Not “content calendars.”
People.
Talking.
To people.
So for the launch of Creator Capitalist, we decided to do something different.
We built the Founding 50.
These are our Superconsumers who volunteered to watch (and help) us launch the book in public.
Specifically:
• watch us run the lightning strike
• watch us learn LinkedIn marketing in real time
• watch whether two old dogs could learn new tricks
And the objective of this whole experiment is simple:
Maximize WOM.
But here’s the funny part.
We quickly realized the obvious LinkedIn metrics are terrible at measuring WOM.
Views don’t measure WOM.
Likes don’t measure WOM.
Comments barely measure WOM.
So last week we realized something important:
We needed new metrics.
And this week we realized we needed a new way to categorize posts to find them.
We started sorting everything into four buckets:
• Relational — personal stories
• Social Proof — look at outcomes
• Curiosity — weird data and observations
• Frameworks — lenses that explain the past and predict the future
And something jumped off the page.
Framework posts crush everything else.
Which led to an important insight:
Sometimes data about the data matters more than the data itself.
Here’s what the early signals are telling us.

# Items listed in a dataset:
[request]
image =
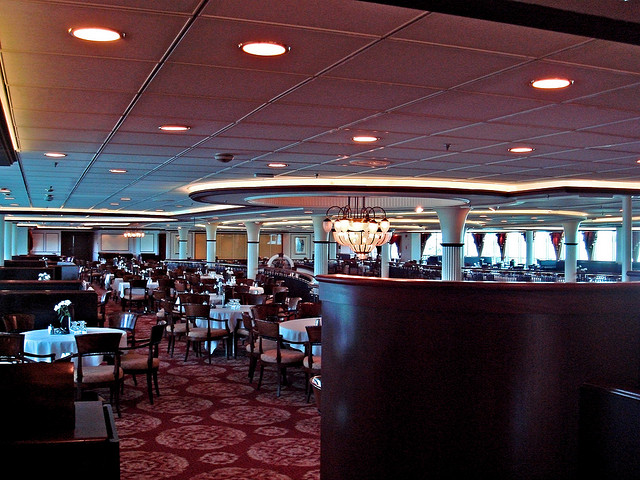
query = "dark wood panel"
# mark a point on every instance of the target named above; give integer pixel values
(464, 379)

...

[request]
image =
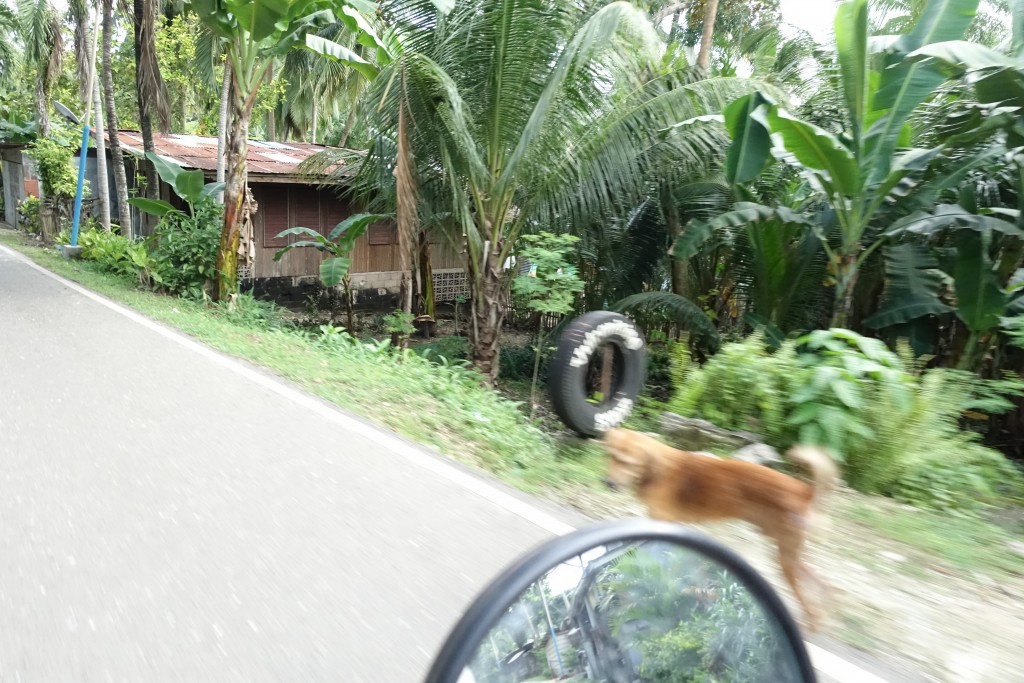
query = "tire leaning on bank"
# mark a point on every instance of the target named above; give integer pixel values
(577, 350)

# Work to be completed:
Edit the LinkedIn metrics text by writing out the part from "We quickly realized" to "barely measure WOM." with "Likes" replaced by "Shares".

# Task answer:
We quickly realized the obvious LinkedIn metrics are terrible at measuring WOM.
Views don’t measure WOM.
Shares don’t measure WOM.
Comments barely measure WOM.